Numerosi studi scientifici dimostrano che è la caccia la causa dei danni arrecati
da questa specie e che le attività di controllo basate sugli abbattimenti non
sono efficaci, anzi comportano l’aumento dei danni.
La
presenza del cinghiale oggi in Italia
“Nel periodo medioevale il cinghiale era diffuso in
gran parte del nostro Paese. A partire dal 1500 cominciò tuttavia, a causa
delle uccisioni da parte dell’uomo, un declino, che culminò all’incirca un
centinaio di anni fa, quando la specie, ad esempio, risultava del tutto assente
nell’Italia nord-occidentale. Pare che proprio nel 1919 alcuni esemplari
provenienti dalla Francia ritornarono in Piemonte e Liguria, dando il via ad un
processo di ricolonizzazione che, dapprima lentamente, ma via via sempre più
velocemente ha portato alla situazione attuale. Le cause dell’espansione del
cinghiale sono fondamentalmente due: la prima è l’accresciuta disponibilità di
territorio a lui congeniale, grazie all’abbandono di boschi e campi
(soprattutto in aree montane e collinari) e alla grandissima capacità di
adattamento della specie. Ma altrettanto, se non più importanti, sono state le
massicce immissioni, compiute a scopo venatorio da Associazioni di cacciatori,
ma anche da Amministrazioni pubbliche, che si effettuarono a partire dagli anni
‘50 del secolo scorso e che sono durate (quasi) fino ai giorni nostri.”
Così
iniziava un recente articolo di Piero Belletti, Segretario Generale della
Federazione Nazionale Pro Natura e studioso dell’argomento.
In Piemonte le prime squadre dei cinghialai si
formarono negli anni 70 e 80 del secolo scorso e si distinsero le Province di
Torino e Cuneo per le immissioni a fini venatori effettuate sia con soggetti
d’importazione, sia successivamente con soggetti d’allevamento. Negli anni il
numero di cacciatori interessati alle forme di caccia collettiva al cinghiale è
andato aumentando anche per la riduzione numerica delle altre specie selvatiche
di interesse venatorio.

COSA FARAI
A. Trascrivi dal brano sul cinghiale il passo che comincia con "In Piemonte le" e termina con "di interesse venatorio.".
B. Rispondi a queste domande sul brano sul cinghiale:
(i) In che anno alcuni esemplari provenienti dalla Francia ritornarono in Piemonte e Liguria?
(ii) Quale carica ricopre Piero Belletti?
(iii) In quali decenni si formarono in Piemonte le prime squadre dei cinghialai?
C. Per favore, prosegui il brano sul cinghiale a partire dalla sua ultima frase.

ESTRATTI DELL'ELENCO
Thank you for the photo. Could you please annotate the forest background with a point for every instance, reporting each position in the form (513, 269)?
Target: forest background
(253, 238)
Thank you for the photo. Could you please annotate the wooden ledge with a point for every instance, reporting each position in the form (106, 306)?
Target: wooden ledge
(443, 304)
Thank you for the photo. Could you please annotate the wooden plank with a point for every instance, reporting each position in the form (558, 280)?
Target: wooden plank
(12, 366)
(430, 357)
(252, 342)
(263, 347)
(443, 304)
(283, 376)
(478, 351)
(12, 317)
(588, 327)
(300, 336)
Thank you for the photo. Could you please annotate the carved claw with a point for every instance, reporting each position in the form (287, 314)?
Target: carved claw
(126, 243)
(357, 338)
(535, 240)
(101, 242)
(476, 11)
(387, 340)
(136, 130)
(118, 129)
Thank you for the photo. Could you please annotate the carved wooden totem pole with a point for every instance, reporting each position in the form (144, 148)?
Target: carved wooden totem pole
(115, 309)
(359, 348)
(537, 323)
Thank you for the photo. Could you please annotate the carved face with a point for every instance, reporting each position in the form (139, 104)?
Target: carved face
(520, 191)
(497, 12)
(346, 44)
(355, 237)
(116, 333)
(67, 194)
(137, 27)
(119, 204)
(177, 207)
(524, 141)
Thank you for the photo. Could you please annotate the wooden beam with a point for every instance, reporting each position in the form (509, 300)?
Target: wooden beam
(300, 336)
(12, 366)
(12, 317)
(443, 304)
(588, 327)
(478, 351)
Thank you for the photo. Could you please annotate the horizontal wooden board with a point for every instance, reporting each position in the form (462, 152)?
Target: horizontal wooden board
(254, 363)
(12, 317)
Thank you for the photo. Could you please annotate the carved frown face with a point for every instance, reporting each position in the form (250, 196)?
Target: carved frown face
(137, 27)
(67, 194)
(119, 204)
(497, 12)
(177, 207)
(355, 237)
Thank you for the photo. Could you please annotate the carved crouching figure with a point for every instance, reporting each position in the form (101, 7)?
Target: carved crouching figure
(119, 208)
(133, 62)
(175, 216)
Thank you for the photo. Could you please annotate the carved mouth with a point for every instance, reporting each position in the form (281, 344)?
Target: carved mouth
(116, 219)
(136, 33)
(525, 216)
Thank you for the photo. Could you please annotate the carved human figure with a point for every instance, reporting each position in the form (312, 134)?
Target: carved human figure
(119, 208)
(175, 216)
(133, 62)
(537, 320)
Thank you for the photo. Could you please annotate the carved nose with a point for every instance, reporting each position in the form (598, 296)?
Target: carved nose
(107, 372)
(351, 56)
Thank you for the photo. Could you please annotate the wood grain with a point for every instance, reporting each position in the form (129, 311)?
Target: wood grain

SOLUZIONI DELL'ESERCIZIO
A.
In Piemonte le prime squadre dei cinghialai si
formarono negli anni 70 e 80 del secolo scorso e si distinsero le Province di
Torino e Cuneo per le immissioni a fini venatori effettuate sia con soggetti
d’importazione, sia successivamente con soggetti d’allevamento. Negli anni il
numero di cacciatori interessati alle forme di caccia collettiva al cinghiale è
andato aumentando anche per la riduzione numerica delle altre specie selvatiche
di interesse venatorio.

B.
(i) Nel 1919.
(ii) Segretario Generale della Federazione Nazionale Pro Natura.
(iii) Negli anni 70 e 80 del secolo scorso.

C.
I limiti di carniere sono andati aumentando negli anni
con l’incremento delle prede a disposizione e parallelamente sono aumentati i
danni alle attività agricole, gli incidenti stradali e le presenze dei
cinghiali anche nelle aree periurbane e urbane.
Per cercare di contenere il proliferare della specie
sul territorio le Pubbliche Amministrazioni hanno negli anni affiancato alla
consueta attività venatoria anche attività di controllo cruento con l’utilizzo
di personale delle Province, guardie volontarie e cacciatori formati come
“selecontrollori”. I sempre maggiori numeri degli abbattimenti non hanno
tuttavia conseguito i risultati prefissati e non hanno determinato una
riduzione dei danni all’agricoltura, anzi ne hanno causato l’aumento.
Il numero esatto dei cinghiali presenti in Italia non
è noto, ma alcune stime ritengono che complessivamente la presenza si aggiri
intorno a 600.000 individui, mentre altre parlano di numeri molto maggiori tra
uno e due milioni di individui.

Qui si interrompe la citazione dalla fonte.